> Task to carry out: Every entry below has to appear again in your reply, word for word, but no picture may.

*** Opening of Material provided ***

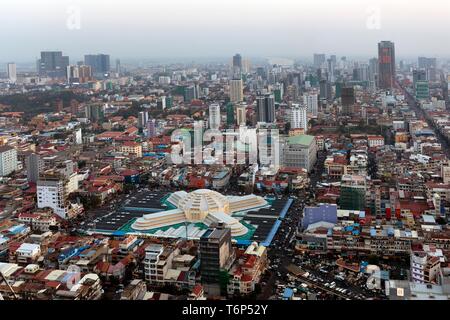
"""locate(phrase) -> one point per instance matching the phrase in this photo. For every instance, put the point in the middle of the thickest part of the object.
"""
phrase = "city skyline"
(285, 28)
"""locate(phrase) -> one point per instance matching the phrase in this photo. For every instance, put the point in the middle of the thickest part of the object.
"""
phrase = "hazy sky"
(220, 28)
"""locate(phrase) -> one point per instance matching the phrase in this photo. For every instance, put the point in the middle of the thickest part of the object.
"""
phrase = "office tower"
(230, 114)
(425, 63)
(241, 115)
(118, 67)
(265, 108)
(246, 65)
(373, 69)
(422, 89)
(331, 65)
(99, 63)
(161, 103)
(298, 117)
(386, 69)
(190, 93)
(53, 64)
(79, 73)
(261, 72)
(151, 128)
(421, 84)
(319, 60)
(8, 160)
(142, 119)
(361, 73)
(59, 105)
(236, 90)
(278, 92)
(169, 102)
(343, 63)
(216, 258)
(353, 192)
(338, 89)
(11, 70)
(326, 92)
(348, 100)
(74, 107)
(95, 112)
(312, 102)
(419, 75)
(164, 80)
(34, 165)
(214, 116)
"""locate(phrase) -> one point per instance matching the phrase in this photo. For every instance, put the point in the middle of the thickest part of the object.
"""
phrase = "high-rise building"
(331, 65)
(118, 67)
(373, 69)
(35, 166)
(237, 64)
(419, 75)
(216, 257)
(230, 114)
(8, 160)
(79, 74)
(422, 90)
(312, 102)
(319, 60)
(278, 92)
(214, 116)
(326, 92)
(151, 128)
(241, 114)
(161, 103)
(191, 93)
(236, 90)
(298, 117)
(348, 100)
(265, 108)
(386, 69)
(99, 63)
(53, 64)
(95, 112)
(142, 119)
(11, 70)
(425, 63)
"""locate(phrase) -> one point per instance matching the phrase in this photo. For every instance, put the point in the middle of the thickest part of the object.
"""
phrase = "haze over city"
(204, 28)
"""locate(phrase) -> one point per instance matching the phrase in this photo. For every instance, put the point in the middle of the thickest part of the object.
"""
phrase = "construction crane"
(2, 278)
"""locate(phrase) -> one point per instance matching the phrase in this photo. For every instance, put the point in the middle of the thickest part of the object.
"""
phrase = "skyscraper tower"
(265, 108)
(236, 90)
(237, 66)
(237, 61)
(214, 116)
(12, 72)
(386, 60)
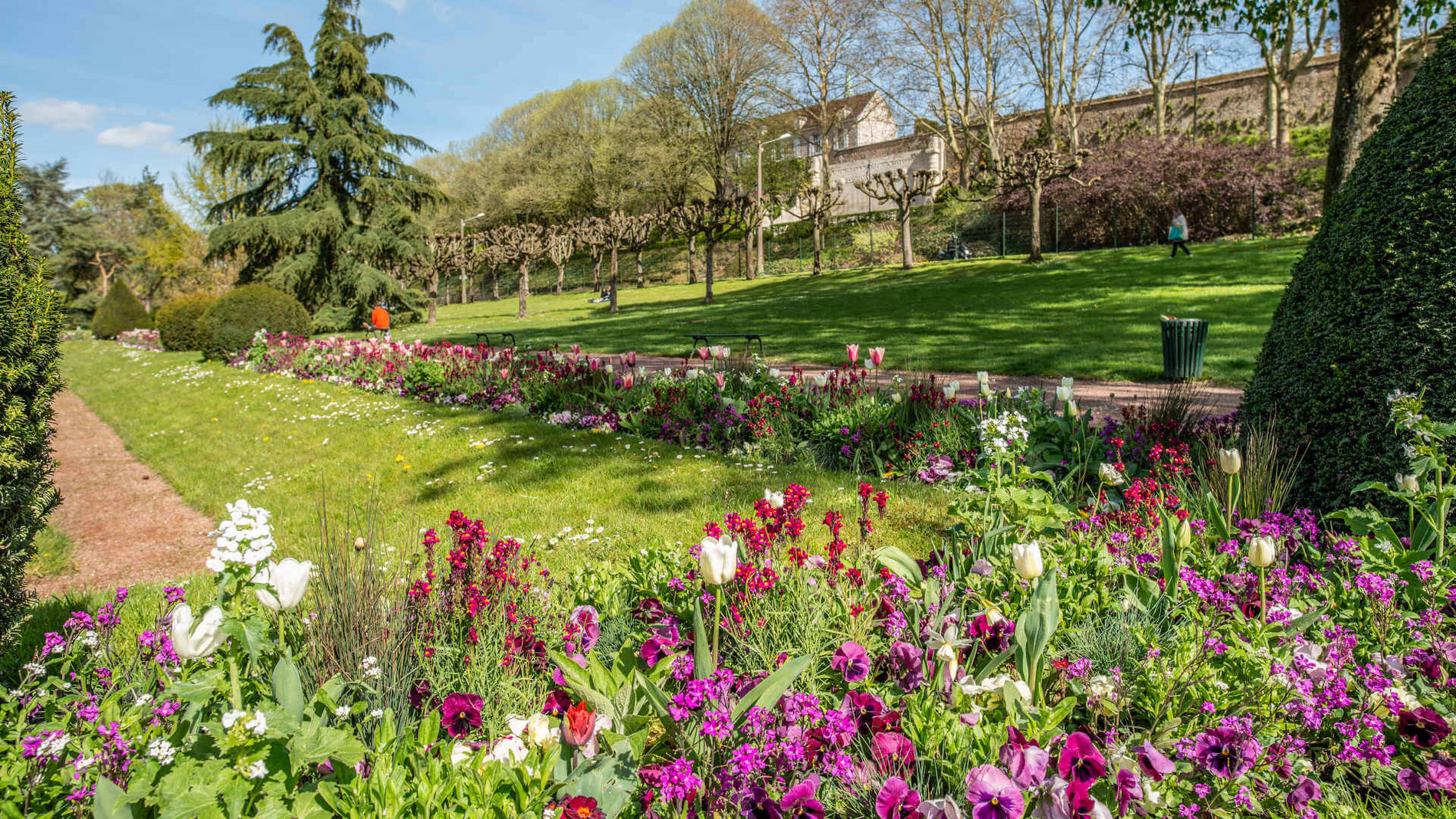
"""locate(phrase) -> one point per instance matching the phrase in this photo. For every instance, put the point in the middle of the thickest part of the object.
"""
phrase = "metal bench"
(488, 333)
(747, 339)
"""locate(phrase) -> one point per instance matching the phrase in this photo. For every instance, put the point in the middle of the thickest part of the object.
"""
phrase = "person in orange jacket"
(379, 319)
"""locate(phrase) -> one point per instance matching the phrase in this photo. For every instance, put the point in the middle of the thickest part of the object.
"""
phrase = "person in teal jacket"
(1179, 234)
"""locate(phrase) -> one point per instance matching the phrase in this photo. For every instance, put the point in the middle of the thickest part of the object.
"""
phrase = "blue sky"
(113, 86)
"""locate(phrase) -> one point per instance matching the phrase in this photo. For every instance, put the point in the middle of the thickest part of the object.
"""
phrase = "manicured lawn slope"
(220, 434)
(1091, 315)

*** Close of Material provided ***

> Task answer:
"""locate(phrase) -> one point per instance matching the phrase in this photo. For every instance, put the point in the middle of the thickest part of the object.
"""
phrase = "city skyline"
(285, 28)
"""locate(phrase) -> one point per instance matching the phrase in this photo. For every instance, put the point in the middle of the thickest part of the object.
"""
phrase = "hazy sky"
(220, 28)
"""locate(phrase) -> one point per instance matching the phrase in this photo. For every instance, put the point in the middle of the thickest part of the object.
"""
phrase = "office tower"
(230, 114)
(425, 63)
(241, 115)
(118, 67)
(265, 108)
(246, 65)
(373, 69)
(422, 89)
(331, 65)
(99, 63)
(161, 103)
(298, 117)
(386, 69)
(190, 93)
(53, 64)
(79, 73)
(261, 72)
(151, 128)
(421, 84)
(319, 60)
(8, 160)
(142, 119)
(361, 73)
(59, 105)
(236, 90)
(278, 92)
(169, 102)
(343, 63)
(216, 258)
(353, 192)
(338, 89)
(11, 70)
(326, 92)
(348, 100)
(74, 107)
(95, 112)
(312, 102)
(419, 75)
(164, 80)
(34, 165)
(214, 116)
"""locate(phrase) -> one point per instance matching the phrase in this photo. For every instance, put the point in the middle of the thickest part of the object.
"""
phrase = "high-rise building"
(331, 65)
(118, 67)
(373, 69)
(35, 166)
(237, 64)
(419, 75)
(216, 257)
(230, 114)
(8, 160)
(79, 74)
(422, 90)
(312, 102)
(319, 60)
(278, 92)
(214, 116)
(326, 92)
(151, 128)
(241, 114)
(161, 103)
(191, 93)
(236, 90)
(298, 117)
(348, 100)
(265, 108)
(386, 69)
(99, 63)
(53, 64)
(95, 112)
(142, 119)
(11, 70)
(425, 63)
"""locate(phrase) -> one point per instance matching the phrase in this photo. For every instance, put the point in the middle of the thickest part of the object.
"""
phrase = "haze over city"
(204, 28)
"""locate(phrase) -> one point per instance matching the phrase in this photo. For every instance, put the point in the middle of the thickest part of the object.
"""
phrase = "construction crane"
(2, 278)
"""locate(phrase) -> one point per instance matching the phrase in this photo. For every instance, put the point in the middle of the thickest part of the object.
"""
phrase = "skyscraper tower"
(265, 108)
(236, 90)
(237, 66)
(237, 61)
(214, 116)
(12, 72)
(386, 60)
"""locate(phrase) -> one point per instance matching the phrase in this photo. For every instance, put the point in the middle of the thickest part of the object.
"""
phrase = "metal bench"
(488, 333)
(747, 339)
"""locate(phrase) -> one point per instance matching the phrase in this photo. For every instance, put the point in the middle of the thickest part of the object.
"""
phrase = "person in orange jacket"
(379, 319)
"""locate(phrase) -> one point per instance matching the phrase in this photo. For every instance, put the point in the middle of the thickest part of the object.
"""
phrase = "person in teal jacket"
(1179, 234)
"""locate(phrase) -> one point per instance matching the phrase in this photo. For every instance, put the point in the middle of the thickest part of the object.
"""
phrase = "blue sky"
(113, 86)
"""locate(phrase) -> one point per instance matching the phrase in this photo. For every instance, put the point in the middle of the thickest part of the object.
"""
phrase = "manicured lawn slope"
(220, 434)
(1091, 315)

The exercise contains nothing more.